━━━ EXCERPTED TEXT ━━━

Blackcurrant Ripple Parfait

Serves six.

3 large egg yolks

105g caster sugar

125ml water

300ml double cream

1 tsp vanilla extract

350g blackcurrants

Put the egg yolks into the bowl of a mixer and attach the whisk attachment; or pop them into a mixing bowl and have a hand mixer at the ready.

Put 80g of the sugar and the water in a small pan over a medium heat and stir until the sugar dissolves. Raise the heat and boil, without stirring, until it thickens and turns slightly syrupy, or until a sugar thermometer reads 110C. Switch on your mixer and start whisking the egg yolks. Slowly pour the hot sugar syrup in a thin stream over the yolks, whisking continuously. Beat for about four minutes, until the mixture is thick, pale, glossy and cool – it should leave a ribbon trail in the bowl.

In a separate bowl, whisk the cream and vanilla to soft peaks and fold into the egg and sugar mixture. Pour this into a lidded plastic container and freeze for about two and a half hours.

━━━ GIVEN ENTRIES ━━━

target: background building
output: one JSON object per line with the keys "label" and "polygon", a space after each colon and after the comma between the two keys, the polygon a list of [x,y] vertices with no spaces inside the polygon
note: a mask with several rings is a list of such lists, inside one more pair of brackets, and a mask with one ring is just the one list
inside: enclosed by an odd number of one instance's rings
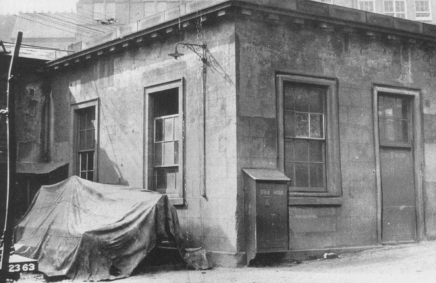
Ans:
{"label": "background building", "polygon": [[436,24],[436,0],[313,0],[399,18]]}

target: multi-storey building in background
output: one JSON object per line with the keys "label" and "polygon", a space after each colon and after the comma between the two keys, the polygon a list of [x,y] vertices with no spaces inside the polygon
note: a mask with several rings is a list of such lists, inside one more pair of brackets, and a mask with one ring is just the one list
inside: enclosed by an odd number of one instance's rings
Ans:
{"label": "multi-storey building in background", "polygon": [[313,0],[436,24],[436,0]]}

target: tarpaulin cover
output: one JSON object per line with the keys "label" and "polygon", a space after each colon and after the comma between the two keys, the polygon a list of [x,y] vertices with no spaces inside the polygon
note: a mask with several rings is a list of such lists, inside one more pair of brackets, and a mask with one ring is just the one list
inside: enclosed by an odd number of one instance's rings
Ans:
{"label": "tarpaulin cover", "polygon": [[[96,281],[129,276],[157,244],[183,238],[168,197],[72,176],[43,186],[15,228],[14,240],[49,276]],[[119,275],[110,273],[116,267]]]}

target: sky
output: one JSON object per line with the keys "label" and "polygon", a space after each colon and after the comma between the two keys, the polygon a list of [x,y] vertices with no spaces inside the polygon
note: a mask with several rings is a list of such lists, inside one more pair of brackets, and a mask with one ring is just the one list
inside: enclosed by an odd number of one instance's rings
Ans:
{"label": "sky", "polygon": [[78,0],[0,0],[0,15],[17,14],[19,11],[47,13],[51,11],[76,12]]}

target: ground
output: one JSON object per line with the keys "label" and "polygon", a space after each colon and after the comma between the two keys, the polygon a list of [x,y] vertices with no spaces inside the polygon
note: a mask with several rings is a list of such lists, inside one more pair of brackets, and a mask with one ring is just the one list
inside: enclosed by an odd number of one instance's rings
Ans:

━━━

YOUR GOAL:
Using the parfait recipe, answer each question:
(a) How many people does it serve?
(b) How much sugar goes into the pan with the water?
(c) For roughly how long is the mixture frozen?
These records come from a different source than the recipe.

RESULT:
(a) Six.
(b) 80g.
(c) About two and a half hours.